-------- Records for processing
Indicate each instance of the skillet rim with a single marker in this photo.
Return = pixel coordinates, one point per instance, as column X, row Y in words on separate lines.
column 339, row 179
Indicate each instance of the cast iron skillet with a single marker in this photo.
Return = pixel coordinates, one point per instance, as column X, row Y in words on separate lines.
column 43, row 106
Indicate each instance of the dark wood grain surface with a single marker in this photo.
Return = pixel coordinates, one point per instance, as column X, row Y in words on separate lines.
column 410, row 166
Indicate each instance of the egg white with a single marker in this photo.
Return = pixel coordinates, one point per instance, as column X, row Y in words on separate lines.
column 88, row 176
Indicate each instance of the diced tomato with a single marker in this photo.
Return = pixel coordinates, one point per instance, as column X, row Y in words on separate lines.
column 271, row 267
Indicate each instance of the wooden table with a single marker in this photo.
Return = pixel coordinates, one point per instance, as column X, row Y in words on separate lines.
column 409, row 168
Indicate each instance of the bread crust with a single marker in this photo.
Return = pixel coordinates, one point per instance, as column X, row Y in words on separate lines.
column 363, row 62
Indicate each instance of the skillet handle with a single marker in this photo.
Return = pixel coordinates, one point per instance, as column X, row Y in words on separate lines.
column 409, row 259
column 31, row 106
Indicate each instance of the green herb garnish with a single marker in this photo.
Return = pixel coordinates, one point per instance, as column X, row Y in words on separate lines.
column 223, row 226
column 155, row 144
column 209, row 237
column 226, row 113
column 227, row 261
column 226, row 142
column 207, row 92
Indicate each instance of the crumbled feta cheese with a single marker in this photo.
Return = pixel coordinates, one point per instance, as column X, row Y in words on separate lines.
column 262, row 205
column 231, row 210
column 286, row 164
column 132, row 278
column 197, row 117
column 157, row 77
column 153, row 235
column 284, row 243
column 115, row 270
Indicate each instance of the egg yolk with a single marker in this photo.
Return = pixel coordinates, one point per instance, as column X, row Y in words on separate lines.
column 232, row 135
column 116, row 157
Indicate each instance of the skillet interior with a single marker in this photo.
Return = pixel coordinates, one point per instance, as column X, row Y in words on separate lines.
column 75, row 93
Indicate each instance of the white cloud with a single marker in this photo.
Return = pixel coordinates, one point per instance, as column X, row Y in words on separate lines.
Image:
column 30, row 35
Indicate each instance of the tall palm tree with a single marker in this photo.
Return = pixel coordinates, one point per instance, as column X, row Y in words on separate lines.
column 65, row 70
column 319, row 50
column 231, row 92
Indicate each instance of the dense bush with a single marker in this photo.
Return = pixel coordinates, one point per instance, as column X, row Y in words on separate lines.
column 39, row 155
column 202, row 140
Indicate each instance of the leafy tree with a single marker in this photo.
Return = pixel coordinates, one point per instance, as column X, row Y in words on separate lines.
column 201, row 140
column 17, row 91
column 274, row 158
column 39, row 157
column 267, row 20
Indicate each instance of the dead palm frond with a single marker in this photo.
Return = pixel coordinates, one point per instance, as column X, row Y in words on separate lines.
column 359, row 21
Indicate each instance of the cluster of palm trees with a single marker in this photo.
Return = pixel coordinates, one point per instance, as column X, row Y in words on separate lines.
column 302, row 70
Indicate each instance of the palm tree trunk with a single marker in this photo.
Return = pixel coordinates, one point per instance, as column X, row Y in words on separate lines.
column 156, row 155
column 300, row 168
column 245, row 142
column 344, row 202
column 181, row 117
----------------
■ Stated exercise
Emit verbatim the lines running from the one with "Indicate each instance of the dense" through the last line of the data, both endpoints inclusive.

■ Solution for this problem
Indicate each instance of the dense bush with a single marker in this photo.
Return = pixel coordinates, one point per instance, as column X, row Y in words on separate lines.
column 39, row 155
column 202, row 140
Indicate each instance of the leafy tree with a single marker in this photo.
Return = pixel coordinates, one point per instance, as column X, row Y in words on separate lines.
column 201, row 140
column 17, row 91
column 274, row 158
column 39, row 157
column 267, row 20
Indicate each instance of the dead palm frond with a single marker in this photo.
Return = pixel coordinates, one point per instance, as column X, row Y in words on separate lines.
column 359, row 21
Indicate each instance of the cluster of palm trees with a single marker in this photo.
Return = pixel coordinates, one point per instance, as column X, row Y in words on separate lines.
column 302, row 70
Indicate each instance of the palm tree trunk with a single marker in this photo.
Return = pixel coordinates, one point per instance, as column X, row Y in words on separate lines.
column 156, row 155
column 300, row 168
column 245, row 142
column 344, row 202
column 181, row 117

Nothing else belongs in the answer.